[Named region outline records]
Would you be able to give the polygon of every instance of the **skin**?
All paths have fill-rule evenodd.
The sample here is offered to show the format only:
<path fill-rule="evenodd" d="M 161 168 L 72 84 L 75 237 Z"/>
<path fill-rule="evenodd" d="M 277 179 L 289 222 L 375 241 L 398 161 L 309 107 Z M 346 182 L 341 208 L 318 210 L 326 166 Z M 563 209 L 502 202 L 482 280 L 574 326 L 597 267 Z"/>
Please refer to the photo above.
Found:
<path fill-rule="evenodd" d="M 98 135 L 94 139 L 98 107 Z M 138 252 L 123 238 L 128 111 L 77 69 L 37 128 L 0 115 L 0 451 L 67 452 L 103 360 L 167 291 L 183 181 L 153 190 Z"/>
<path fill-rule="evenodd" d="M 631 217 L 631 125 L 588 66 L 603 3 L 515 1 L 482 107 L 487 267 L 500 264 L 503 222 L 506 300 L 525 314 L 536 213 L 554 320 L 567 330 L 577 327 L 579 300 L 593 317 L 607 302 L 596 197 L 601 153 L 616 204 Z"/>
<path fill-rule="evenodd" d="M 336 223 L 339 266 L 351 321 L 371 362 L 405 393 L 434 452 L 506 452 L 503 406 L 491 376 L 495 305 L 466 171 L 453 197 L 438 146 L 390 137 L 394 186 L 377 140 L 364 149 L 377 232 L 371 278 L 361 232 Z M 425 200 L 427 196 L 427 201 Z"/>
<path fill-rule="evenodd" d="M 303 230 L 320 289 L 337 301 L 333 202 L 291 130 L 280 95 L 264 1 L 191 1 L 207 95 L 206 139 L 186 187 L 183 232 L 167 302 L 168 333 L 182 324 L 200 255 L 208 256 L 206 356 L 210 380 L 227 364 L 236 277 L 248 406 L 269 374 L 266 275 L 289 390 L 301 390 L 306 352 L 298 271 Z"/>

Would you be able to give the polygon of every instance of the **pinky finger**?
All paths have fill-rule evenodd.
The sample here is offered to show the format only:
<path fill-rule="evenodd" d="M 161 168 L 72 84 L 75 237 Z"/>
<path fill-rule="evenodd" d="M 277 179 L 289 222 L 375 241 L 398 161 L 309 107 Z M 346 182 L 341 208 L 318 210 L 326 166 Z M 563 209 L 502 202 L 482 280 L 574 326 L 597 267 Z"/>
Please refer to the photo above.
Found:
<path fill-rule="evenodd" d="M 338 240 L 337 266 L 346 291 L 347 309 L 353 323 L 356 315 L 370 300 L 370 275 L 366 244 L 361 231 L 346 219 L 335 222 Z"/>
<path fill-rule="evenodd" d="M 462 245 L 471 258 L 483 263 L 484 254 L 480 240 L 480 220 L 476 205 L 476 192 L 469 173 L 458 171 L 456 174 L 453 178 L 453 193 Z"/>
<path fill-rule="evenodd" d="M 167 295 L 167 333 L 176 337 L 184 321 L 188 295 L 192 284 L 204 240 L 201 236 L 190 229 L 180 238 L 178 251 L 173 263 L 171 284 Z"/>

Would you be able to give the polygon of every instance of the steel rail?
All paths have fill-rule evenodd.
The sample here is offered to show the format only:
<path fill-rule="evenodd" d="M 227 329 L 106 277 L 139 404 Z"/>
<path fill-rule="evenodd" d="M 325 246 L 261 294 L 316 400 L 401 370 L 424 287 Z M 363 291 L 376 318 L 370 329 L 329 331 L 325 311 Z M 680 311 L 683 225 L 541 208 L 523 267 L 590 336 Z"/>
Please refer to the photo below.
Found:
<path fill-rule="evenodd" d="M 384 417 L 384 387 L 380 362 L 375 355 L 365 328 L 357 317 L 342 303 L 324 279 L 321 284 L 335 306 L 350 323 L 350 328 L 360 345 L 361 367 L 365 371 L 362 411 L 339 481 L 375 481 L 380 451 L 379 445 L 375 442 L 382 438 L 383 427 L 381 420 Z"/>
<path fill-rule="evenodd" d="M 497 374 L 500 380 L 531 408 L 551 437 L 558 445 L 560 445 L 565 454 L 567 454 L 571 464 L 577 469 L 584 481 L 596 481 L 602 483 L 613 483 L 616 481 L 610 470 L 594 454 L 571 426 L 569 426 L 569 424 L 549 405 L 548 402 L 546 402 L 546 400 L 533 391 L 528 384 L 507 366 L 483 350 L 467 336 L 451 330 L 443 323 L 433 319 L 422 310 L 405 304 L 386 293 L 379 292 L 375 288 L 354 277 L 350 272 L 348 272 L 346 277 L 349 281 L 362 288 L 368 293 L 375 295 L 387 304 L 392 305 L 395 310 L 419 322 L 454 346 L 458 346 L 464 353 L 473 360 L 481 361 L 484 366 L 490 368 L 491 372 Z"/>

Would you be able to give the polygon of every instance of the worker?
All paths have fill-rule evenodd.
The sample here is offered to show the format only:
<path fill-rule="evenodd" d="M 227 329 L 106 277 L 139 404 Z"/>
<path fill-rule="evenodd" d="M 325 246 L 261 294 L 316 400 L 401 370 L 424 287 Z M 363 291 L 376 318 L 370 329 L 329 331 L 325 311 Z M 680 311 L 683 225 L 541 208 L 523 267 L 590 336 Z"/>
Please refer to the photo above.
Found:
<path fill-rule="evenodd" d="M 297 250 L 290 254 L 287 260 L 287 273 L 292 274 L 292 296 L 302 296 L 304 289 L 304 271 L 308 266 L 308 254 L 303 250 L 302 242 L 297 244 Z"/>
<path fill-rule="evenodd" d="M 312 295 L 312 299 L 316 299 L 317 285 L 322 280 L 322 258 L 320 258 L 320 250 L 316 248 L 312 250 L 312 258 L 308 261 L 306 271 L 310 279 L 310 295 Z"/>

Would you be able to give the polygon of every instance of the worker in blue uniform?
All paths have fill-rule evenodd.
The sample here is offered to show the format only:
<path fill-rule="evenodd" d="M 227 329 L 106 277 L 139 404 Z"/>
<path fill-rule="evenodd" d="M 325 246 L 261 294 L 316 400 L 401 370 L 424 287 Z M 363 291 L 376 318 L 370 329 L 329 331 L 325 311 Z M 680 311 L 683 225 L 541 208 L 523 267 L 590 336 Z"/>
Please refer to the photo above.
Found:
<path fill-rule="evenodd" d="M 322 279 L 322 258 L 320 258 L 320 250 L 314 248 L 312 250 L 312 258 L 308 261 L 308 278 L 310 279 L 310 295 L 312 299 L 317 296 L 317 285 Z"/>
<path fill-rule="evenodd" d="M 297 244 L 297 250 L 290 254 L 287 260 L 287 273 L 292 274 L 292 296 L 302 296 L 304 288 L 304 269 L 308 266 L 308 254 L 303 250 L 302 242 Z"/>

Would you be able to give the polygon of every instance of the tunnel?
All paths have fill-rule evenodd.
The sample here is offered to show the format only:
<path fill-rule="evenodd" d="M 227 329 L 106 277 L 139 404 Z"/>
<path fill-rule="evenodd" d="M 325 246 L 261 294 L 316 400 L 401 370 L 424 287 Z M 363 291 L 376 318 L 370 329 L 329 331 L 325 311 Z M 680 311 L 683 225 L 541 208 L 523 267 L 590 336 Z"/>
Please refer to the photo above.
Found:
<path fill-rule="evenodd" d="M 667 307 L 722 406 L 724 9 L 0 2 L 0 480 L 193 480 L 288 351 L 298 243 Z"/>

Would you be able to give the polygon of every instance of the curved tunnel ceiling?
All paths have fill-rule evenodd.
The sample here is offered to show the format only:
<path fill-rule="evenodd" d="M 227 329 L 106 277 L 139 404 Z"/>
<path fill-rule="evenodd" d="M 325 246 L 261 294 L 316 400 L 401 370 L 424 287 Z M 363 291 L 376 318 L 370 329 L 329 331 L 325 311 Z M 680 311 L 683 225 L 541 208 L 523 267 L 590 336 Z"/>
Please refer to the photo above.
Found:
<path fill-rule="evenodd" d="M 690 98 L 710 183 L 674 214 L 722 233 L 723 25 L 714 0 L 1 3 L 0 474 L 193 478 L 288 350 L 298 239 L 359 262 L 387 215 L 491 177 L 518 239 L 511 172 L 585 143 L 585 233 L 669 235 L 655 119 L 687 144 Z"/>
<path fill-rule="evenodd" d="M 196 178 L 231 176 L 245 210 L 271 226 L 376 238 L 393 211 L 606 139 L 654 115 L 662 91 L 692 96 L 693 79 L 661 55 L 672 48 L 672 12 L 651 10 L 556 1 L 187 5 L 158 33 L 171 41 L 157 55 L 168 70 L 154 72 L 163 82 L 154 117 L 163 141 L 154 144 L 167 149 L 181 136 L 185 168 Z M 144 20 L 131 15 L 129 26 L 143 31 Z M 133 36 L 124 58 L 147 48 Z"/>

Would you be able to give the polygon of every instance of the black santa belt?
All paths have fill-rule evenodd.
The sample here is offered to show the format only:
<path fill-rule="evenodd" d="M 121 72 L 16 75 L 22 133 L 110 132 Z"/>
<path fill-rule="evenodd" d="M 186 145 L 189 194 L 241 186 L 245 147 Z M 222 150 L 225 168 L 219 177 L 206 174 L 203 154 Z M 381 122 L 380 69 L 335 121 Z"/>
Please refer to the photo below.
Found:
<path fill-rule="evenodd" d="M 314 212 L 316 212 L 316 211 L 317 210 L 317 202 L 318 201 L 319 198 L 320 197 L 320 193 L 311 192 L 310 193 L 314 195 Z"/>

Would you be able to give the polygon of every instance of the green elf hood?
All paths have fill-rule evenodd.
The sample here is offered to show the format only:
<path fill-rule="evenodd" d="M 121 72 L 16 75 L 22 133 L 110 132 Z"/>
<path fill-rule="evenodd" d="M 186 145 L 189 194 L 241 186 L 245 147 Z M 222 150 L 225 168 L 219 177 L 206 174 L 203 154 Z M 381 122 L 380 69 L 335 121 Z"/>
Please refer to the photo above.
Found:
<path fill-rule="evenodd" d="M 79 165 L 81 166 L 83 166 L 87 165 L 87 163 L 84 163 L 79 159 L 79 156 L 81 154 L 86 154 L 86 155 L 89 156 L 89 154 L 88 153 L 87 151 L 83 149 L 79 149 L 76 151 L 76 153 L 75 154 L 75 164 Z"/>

AIM:
Reproduce the lines of the records above, from the first line through the line containing "631 217 L 631", inclusive.

RESPONSE:
Would you be able to give the polygon of every instance of the **skin**?
All paths have fill-rule evenodd.
The sample here is offered to show the format only:
<path fill-rule="evenodd" d="M 161 168 L 72 84 L 75 237 Z"/>
<path fill-rule="evenodd" d="M 277 179 L 289 222 L 375 241 L 398 161 L 309 107 Z M 346 182 L 341 208 L 318 210 L 326 166 Z M 563 209 L 502 202 L 482 280 L 574 326 L 597 267 Z"/>
Please refer to the photo above.
Found:
<path fill-rule="evenodd" d="M 98 135 L 94 139 L 98 107 Z M 138 252 L 123 238 L 128 111 L 77 69 L 37 128 L 0 115 L 0 451 L 67 452 L 103 360 L 167 291 L 183 181 L 153 190 Z"/>
<path fill-rule="evenodd" d="M 631 217 L 631 125 L 588 66 L 603 3 L 515 1 L 482 107 L 487 267 L 500 264 L 503 222 L 506 300 L 525 314 L 536 213 L 554 320 L 567 330 L 577 327 L 579 300 L 593 317 L 607 302 L 596 197 L 601 153 L 616 204 Z"/>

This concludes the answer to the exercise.